Directions
a – Say whether each statement agrees with the passage on federal opioid monitoring. Answer yes or no for each and quote the words from the passage that decide it.
(i) The U.S. Department of Labor announced the monitoring on June 27, 2017.
(ii) The first phase covers claims where an opioid was prescribed within the past 180 days.
(iii) Every prescription after the first needs an LMN received and reviewed by claims staff before the medication is authorized.
b – Extend the passage on federal opioid monitoring of injured workers, picking up after its final sentence.

Passage
• • • • •

As the price of health care and uncertainty about health insurance coverage increases, employers are taking more of an interest in their employees’ health. Indeed, this is not a new trend as the United States health insurance system has been employment-based since its creation. However, this trend may seem more justifiable when the federal government also takes an interest in employees’ health.  From a public health perspective, monitoring a society’s health is very important but it must be balanced against the individual’s privacy interest as well as the harms and benefits of that monitoring. There is also the issue of who/what is the most appropriate entity to be doing the monitoring.

On June 27, 2017, the United States Department of Labor announced it will officially be monitoring use of opioid prescriptions by workers under the Federal Employees’ Compensation Act, which is the law surrounding the worker’s compensation system.  The announcement expressed a safety concern based on overdoses and addiction of opioids in the midst of our current opioid crisis.

When an employee files a worker’s compensation claim, the employer must be notified and the employer has access to the health records included in that claim. The employer’s access to health records is limited to whatever is included in the claim and is justified based on the premise that the employer has an interest in the worker’s compensation claim. However, this new monitoring system means that an employer will now have access to its employees’ opioid prescription history, as this is information the U.S. Department of Labor will be monitoring as part of the worker’s compensation process.

This raises ethical concerns about invasion of an employee’s privacy for the benefit of combating the opioid crisis. Yes, we are in a nationally recognized crisis when it comes to the amount of opioid prescriptions and the number of deaths caused by overdoses, but is it truly appropriate for the U.S. Department of Labor to be the ones monitoring and questioning the practice of medicine? This announcement goes on further to state the following requirements to take effect by August 2017:


This policy will be administered in two phases, the first of which addresses FECA claims with newly prescribed opioid use (i.e. claims where an opioid has not been prescribed within the past 180 days, if ever). This policy for newly prescribed opioid use will be implemented in August of 2017. After an initial 60 day period of opioid medication, if an injured worker still needs opioid medication, the treating physician must complete a Certification/Letter of Medical Necessity (LMN) form in order for OWCP DFEC to authorize any additional opioid medication. All subsequent prescriptions will require that an LMN be received and reviewed by claims staff before opioid medication is authorized and dispensed.

• • • • •

Dataset excerpts
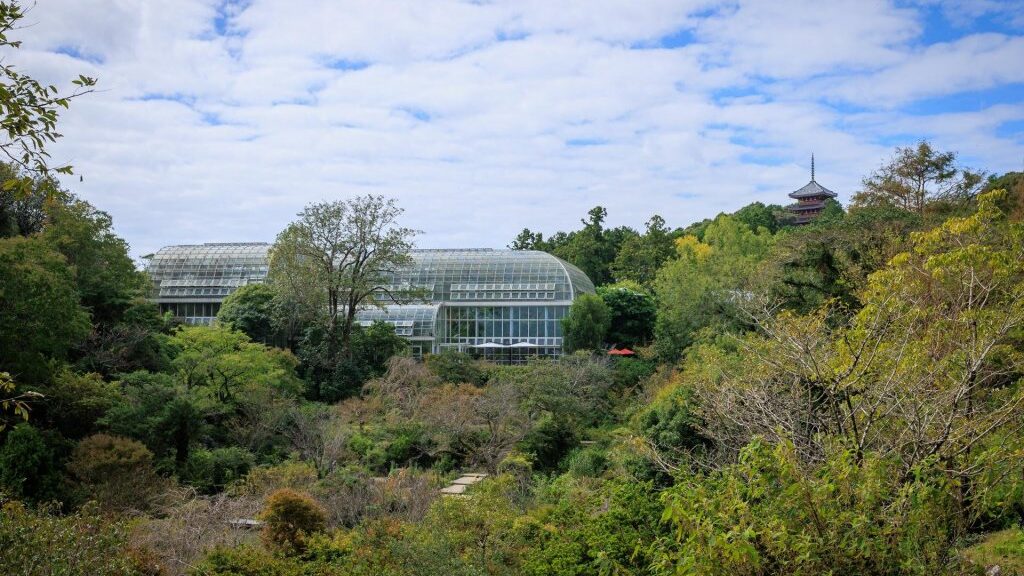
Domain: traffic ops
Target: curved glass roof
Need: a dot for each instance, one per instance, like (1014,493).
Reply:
(412,321)
(486,275)
(207,271)
(214,271)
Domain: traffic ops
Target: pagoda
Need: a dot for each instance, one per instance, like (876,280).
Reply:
(810,200)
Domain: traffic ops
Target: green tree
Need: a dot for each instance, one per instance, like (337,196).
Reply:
(160,412)
(586,325)
(224,362)
(116,471)
(916,175)
(43,542)
(757,215)
(640,256)
(105,276)
(633,313)
(528,240)
(30,109)
(701,287)
(30,464)
(252,310)
(24,208)
(456,367)
(291,518)
(40,316)
(833,258)
(590,249)
(924,374)
(334,260)
(770,512)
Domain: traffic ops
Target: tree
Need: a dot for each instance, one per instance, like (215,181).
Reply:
(336,259)
(156,410)
(224,362)
(916,175)
(30,109)
(252,310)
(104,275)
(586,325)
(12,403)
(701,287)
(24,208)
(527,240)
(832,259)
(30,465)
(116,471)
(42,542)
(757,215)
(590,249)
(640,256)
(633,313)
(40,316)
(926,373)
(290,518)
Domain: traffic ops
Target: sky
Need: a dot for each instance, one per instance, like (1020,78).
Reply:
(217,121)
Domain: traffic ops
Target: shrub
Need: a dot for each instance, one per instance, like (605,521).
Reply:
(289,518)
(117,472)
(29,466)
(771,513)
(457,368)
(38,543)
(212,470)
(247,561)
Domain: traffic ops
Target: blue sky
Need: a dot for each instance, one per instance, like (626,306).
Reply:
(218,120)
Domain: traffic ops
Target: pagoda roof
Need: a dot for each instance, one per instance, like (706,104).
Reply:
(805,206)
(812,190)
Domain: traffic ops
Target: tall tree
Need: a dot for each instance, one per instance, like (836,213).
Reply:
(701,286)
(30,109)
(633,312)
(591,249)
(915,175)
(335,259)
(40,316)
(586,325)
(528,240)
(640,256)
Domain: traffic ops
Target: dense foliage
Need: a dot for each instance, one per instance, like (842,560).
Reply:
(839,398)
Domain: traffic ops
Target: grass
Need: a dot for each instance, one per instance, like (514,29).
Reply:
(1005,547)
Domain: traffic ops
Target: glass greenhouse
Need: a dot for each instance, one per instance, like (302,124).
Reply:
(502,304)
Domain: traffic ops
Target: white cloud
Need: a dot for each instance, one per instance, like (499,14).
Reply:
(218,121)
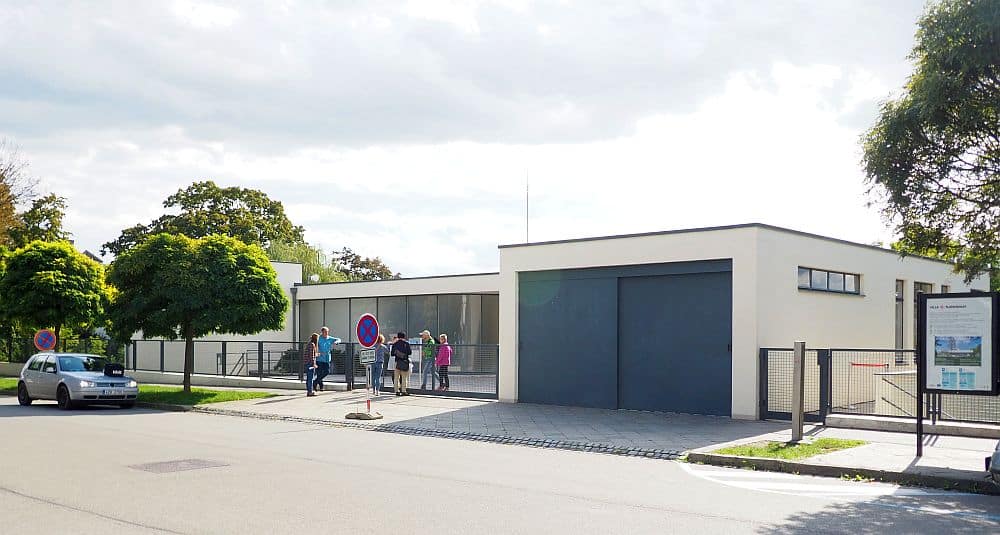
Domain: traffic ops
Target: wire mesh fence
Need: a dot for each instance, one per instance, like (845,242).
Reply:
(474,369)
(872,382)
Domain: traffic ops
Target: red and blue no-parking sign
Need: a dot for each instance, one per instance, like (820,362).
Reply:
(367,331)
(45,340)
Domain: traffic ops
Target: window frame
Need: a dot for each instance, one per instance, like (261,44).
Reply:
(829,274)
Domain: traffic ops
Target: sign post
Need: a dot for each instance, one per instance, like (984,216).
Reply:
(45,340)
(957,350)
(798,387)
(367,335)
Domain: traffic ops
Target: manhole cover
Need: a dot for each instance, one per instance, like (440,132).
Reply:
(177,466)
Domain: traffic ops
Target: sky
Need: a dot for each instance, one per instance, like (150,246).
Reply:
(408,130)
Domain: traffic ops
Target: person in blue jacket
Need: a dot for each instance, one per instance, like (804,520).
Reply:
(323,358)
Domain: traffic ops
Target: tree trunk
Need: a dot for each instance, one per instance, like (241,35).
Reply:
(188,357)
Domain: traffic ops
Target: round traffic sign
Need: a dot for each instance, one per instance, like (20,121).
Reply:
(367,331)
(45,340)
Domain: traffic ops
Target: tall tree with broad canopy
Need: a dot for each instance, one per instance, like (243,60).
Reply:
(248,215)
(42,222)
(933,156)
(176,287)
(51,284)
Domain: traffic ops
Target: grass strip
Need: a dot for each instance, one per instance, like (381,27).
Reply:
(8,385)
(198,396)
(790,451)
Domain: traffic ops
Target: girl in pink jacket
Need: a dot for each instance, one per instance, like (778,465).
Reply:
(443,360)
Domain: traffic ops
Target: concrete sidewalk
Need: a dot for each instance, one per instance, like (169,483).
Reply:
(888,456)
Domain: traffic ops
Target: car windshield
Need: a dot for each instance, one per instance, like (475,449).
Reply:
(81,364)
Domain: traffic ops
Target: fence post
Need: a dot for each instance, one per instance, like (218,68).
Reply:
(349,365)
(825,358)
(260,359)
(762,384)
(798,387)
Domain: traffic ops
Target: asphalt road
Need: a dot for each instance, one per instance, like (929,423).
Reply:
(80,472)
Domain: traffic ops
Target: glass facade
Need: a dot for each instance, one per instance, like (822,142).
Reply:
(465,318)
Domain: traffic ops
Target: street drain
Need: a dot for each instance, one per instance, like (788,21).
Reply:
(181,465)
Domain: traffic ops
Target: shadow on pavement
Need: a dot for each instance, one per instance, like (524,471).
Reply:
(889,514)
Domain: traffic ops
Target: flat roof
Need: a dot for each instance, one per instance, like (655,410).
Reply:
(725,227)
(401,279)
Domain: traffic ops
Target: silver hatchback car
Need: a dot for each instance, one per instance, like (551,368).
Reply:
(74,379)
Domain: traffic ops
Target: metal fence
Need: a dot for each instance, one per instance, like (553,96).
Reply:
(21,349)
(473,372)
(875,382)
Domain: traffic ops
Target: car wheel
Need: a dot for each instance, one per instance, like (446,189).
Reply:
(63,399)
(22,395)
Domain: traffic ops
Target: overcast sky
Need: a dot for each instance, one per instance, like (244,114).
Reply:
(405,129)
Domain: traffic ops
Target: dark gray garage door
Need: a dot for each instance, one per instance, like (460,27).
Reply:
(674,343)
(651,337)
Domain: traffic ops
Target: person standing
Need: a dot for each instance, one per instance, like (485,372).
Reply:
(323,359)
(401,352)
(443,360)
(427,350)
(309,363)
(381,352)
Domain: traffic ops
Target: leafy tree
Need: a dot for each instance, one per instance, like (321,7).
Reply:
(42,222)
(172,286)
(51,284)
(313,260)
(16,187)
(933,155)
(248,215)
(362,269)
(950,251)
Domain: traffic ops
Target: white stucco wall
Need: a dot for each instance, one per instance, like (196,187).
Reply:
(769,310)
(825,319)
(737,244)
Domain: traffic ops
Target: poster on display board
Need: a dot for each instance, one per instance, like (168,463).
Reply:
(958,353)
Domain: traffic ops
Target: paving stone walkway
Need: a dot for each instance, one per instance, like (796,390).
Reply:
(647,431)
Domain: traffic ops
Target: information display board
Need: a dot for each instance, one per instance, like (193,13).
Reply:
(958,349)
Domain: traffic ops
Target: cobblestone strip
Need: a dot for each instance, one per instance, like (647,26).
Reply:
(459,435)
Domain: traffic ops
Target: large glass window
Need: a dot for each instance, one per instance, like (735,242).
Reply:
(829,281)
(421,312)
(491,320)
(338,319)
(391,315)
(310,318)
(460,317)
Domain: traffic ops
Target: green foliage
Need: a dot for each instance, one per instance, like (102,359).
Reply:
(197,396)
(172,286)
(51,284)
(789,450)
(362,269)
(42,222)
(248,215)
(313,261)
(933,155)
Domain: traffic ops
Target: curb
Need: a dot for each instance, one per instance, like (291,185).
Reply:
(459,435)
(983,486)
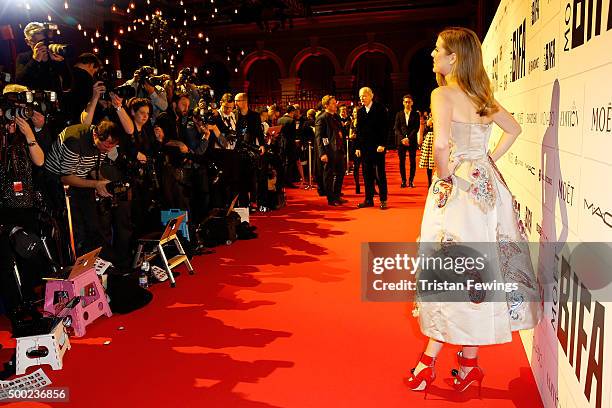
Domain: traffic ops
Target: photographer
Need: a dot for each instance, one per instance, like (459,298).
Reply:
(20,153)
(98,109)
(74,160)
(143,84)
(226,122)
(250,138)
(41,68)
(84,71)
(185,85)
(145,157)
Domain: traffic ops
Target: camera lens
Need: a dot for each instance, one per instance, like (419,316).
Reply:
(63,50)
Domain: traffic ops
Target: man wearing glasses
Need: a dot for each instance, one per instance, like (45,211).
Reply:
(74,160)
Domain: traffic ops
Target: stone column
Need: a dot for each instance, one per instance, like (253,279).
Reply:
(289,90)
(239,85)
(344,87)
(399,80)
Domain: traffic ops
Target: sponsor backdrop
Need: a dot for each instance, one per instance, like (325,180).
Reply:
(551,66)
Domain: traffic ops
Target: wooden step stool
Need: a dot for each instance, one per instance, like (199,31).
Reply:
(83,281)
(157,242)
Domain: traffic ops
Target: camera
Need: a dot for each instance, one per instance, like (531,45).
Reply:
(207,94)
(5,78)
(187,76)
(205,115)
(147,75)
(64,50)
(118,189)
(23,104)
(123,91)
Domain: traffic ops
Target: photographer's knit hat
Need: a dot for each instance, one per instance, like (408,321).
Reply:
(32,28)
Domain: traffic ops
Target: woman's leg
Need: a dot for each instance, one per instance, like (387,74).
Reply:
(467,352)
(432,350)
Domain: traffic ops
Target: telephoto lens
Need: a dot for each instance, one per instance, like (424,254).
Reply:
(23,112)
(63,50)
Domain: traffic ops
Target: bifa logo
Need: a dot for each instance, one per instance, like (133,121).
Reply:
(605,216)
(549,55)
(581,338)
(518,53)
(602,119)
(535,11)
(528,219)
(583,21)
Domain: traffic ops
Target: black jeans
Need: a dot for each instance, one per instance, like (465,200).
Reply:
(333,174)
(102,224)
(401,152)
(374,169)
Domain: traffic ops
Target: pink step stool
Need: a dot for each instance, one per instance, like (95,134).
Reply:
(83,281)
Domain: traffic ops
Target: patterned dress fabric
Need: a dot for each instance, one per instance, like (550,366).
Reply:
(474,207)
(426,161)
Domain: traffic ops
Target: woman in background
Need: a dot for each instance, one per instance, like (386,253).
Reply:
(470,202)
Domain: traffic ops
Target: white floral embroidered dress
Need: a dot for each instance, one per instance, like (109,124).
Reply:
(477,207)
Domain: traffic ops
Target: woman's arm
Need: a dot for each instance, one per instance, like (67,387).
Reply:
(442,112)
(36,154)
(511,130)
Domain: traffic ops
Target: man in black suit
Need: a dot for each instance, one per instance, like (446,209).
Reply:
(248,132)
(407,123)
(330,148)
(371,135)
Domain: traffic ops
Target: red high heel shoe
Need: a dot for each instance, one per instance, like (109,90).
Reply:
(475,375)
(426,376)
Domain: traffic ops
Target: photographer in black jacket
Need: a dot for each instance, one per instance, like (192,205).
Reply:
(371,135)
(330,147)
(40,68)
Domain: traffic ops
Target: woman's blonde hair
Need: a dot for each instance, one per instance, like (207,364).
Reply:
(469,69)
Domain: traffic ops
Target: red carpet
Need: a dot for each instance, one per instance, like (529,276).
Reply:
(279,322)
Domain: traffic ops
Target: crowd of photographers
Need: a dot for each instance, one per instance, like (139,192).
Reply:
(86,162)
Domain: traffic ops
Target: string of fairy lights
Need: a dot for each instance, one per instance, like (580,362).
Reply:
(160,31)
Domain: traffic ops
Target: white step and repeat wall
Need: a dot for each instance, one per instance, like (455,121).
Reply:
(551,66)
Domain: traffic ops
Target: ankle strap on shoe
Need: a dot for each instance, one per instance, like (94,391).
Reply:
(467,362)
(427,360)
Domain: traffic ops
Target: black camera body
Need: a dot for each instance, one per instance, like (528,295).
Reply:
(23,104)
(205,115)
(187,77)
(119,190)
(146,75)
(64,50)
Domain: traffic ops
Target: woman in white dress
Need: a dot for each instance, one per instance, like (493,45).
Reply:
(469,202)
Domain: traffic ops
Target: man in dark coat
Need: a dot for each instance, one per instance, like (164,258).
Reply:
(330,148)
(406,128)
(371,135)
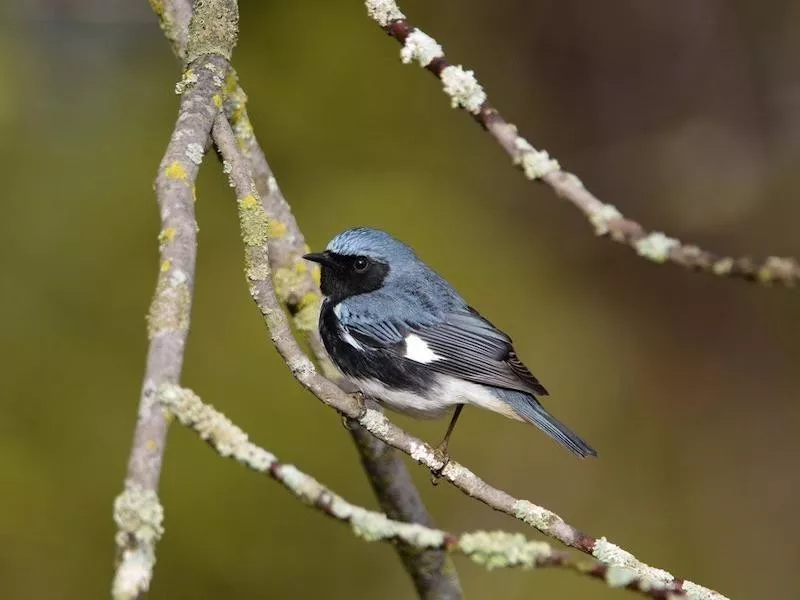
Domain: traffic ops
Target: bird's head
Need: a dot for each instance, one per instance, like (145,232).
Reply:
(359,261)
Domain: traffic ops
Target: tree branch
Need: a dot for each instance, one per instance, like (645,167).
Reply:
(491,549)
(255,230)
(465,92)
(430,570)
(298,289)
(137,512)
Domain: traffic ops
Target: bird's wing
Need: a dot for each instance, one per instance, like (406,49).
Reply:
(461,343)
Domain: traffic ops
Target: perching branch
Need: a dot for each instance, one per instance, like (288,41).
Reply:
(465,92)
(255,231)
(136,511)
(298,290)
(431,570)
(491,549)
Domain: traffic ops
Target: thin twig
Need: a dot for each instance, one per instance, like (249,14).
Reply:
(491,549)
(465,92)
(254,223)
(255,228)
(137,511)
(430,570)
(297,288)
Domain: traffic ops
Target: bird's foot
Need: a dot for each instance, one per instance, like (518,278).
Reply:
(350,423)
(441,455)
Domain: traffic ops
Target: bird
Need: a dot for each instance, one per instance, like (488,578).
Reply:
(403,336)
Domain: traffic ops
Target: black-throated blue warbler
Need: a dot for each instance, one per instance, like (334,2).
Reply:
(407,339)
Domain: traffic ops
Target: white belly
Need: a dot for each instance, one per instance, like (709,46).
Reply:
(444,395)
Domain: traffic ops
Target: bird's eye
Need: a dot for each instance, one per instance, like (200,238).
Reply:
(360,265)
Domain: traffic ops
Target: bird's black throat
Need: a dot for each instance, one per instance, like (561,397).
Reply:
(344,276)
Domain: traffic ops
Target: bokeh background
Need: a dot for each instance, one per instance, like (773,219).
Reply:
(684,114)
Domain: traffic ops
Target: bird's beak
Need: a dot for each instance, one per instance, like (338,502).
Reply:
(323,258)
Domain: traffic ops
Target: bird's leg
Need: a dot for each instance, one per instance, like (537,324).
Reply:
(351,424)
(441,450)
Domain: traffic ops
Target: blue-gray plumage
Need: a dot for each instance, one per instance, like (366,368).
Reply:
(405,337)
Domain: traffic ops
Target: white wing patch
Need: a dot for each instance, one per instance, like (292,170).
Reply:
(419,351)
(350,339)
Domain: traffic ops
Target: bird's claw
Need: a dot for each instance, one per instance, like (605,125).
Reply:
(441,455)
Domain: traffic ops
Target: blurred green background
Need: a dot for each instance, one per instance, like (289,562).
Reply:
(684,114)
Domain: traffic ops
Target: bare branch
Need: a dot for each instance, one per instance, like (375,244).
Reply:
(465,92)
(254,224)
(167,324)
(256,234)
(298,290)
(431,570)
(137,512)
(491,549)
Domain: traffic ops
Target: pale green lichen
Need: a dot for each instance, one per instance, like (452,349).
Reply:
(169,310)
(617,576)
(277,229)
(307,316)
(421,47)
(614,556)
(188,79)
(289,279)
(214,427)
(166,236)
(723,266)
(214,29)
(384,11)
(534,515)
(535,163)
(375,422)
(500,549)
(254,221)
(134,573)
(602,218)
(655,246)
(256,270)
(138,515)
(463,89)
(194,152)
(175,170)
(776,267)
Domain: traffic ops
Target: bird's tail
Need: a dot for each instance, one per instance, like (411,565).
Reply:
(528,407)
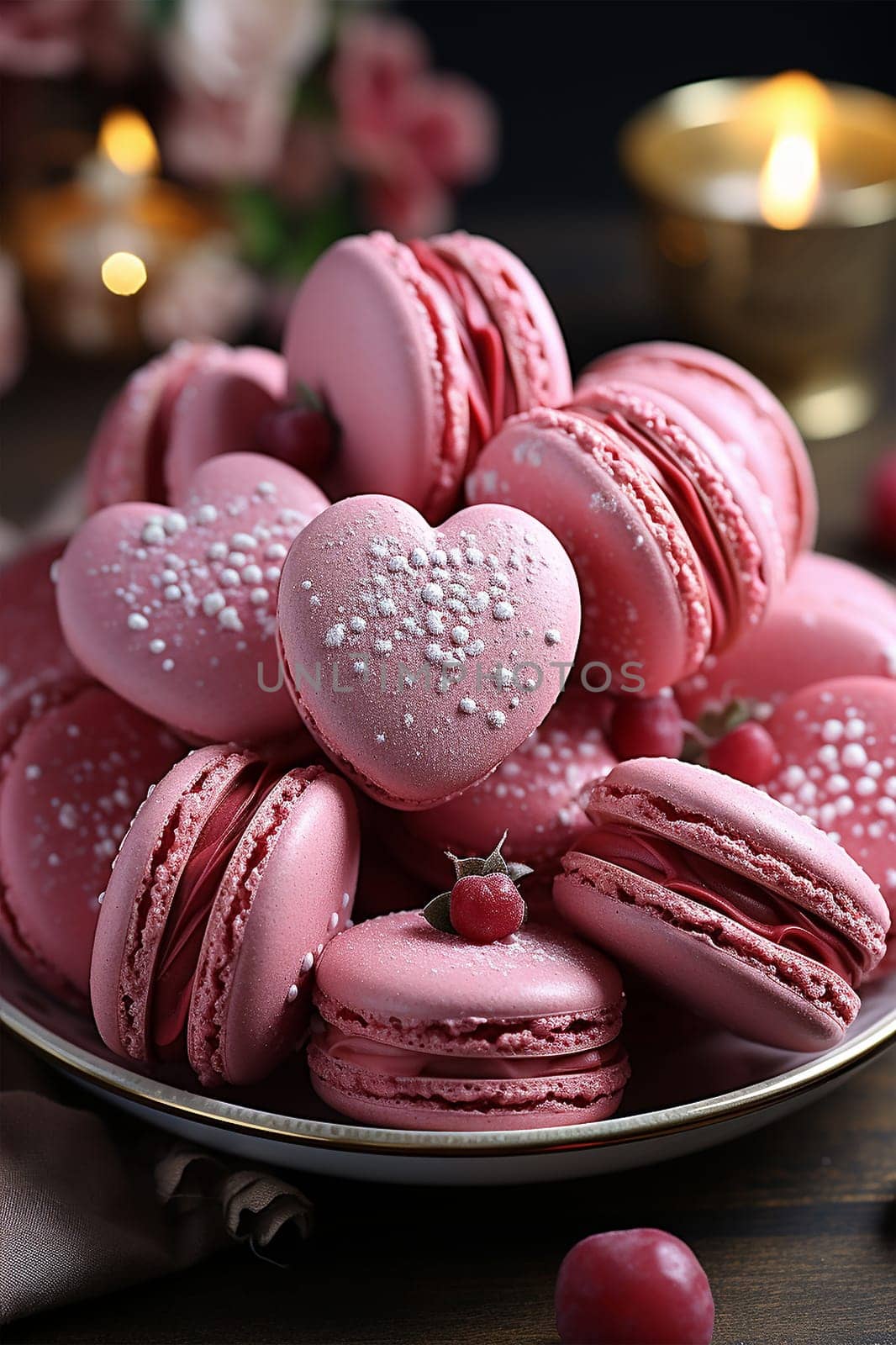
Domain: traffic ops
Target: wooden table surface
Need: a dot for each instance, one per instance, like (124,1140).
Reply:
(795,1227)
(794,1224)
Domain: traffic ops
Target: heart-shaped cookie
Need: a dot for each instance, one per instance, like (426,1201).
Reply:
(421,658)
(175,609)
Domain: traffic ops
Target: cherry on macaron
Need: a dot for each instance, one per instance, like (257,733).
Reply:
(634,1286)
(747,753)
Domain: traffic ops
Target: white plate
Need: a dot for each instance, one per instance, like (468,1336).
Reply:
(692,1087)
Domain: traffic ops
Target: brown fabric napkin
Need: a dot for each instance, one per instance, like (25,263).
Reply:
(92,1201)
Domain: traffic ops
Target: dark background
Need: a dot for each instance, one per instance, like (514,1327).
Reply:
(568,73)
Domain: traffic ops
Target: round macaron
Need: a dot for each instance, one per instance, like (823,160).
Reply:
(831,620)
(420,658)
(424,1031)
(229,883)
(195,401)
(37,667)
(419,351)
(175,607)
(748,420)
(535,795)
(837,746)
(727,900)
(71,784)
(674,553)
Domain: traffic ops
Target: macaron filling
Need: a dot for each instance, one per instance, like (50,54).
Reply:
(400,1063)
(764,912)
(490,389)
(192,905)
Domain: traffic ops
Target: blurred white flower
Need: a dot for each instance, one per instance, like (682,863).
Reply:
(208,293)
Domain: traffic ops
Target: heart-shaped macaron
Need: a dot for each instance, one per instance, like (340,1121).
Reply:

• • • • •

Responses
a –
(i) Yes: "On June 27, 2017, the United States Department of Labor announced it will officially be monitoring use of opioid prescriptions"
(ii) No: "claims where an opioid has not been prescribed within the past 180 days, if ever"
(iii) Yes: "All subsequent prescriptions will require that an LMN be received and reviewed by claims staff before opioid medication is authorized and dispensed."

b –
Please be aware that as part of our new policy to address the safety considerations noted above, authorizations for opioid drug prescriptions will be limited to a maximum of 60 days, with initial fills and refills to be issued in no more than 30-day supplies (however physicians are encouraged to prescribe the shortest duration of opioid medication that will provide appropriate pain relief). Providers should utilize "partial fills" for schedule II and schedule III opioids. Please note that no more than two opioids may be authorized at any given time, and concurrent benzodiazepine prescriptions should be avoided to the extent possible.

This part of the announcement sounds like the practice of medicine or guidelines a health agency would issue, in that it is stating what a physician can and can not prescribe. This medical advice is coming from a federal agency, not a physician. It is also a federal agency that focuses on employment issues, not health. It is limiting the amount of opioids that can be prescribed and added administrative barriers for prescription. Controlled substances already have restrictions but these restrictions come from agencies such as the FDA or state agencies that specialized in issues surrounding drugs.  The U.S. Department of Labor is looking at this health issue from a perspective that may not be ethically appropriate in terms of patient care, i.e. focusing too much on the cost.

As for the privacy concern, employers already get access to health information through other means besides worker compensation process. For example, some employers require health screens, especially if the potential employee works in health care. There has also been an increase in employer-sponsored wellness programs, which involve the disclosure of one’s weight and heart health.  The concern is when the employer uses that information for unethical purposes. Society has already seen the trend of employers choosing not to hire smokers based on their health risk and cost. In 2013, the New England Journal of Medicine reported that 21 states did not have prohibitions against employers from having such restrictions. This article addressed some of the mixed messages a restrictive stance sends to the public when it is a health care institution that has such restrictions.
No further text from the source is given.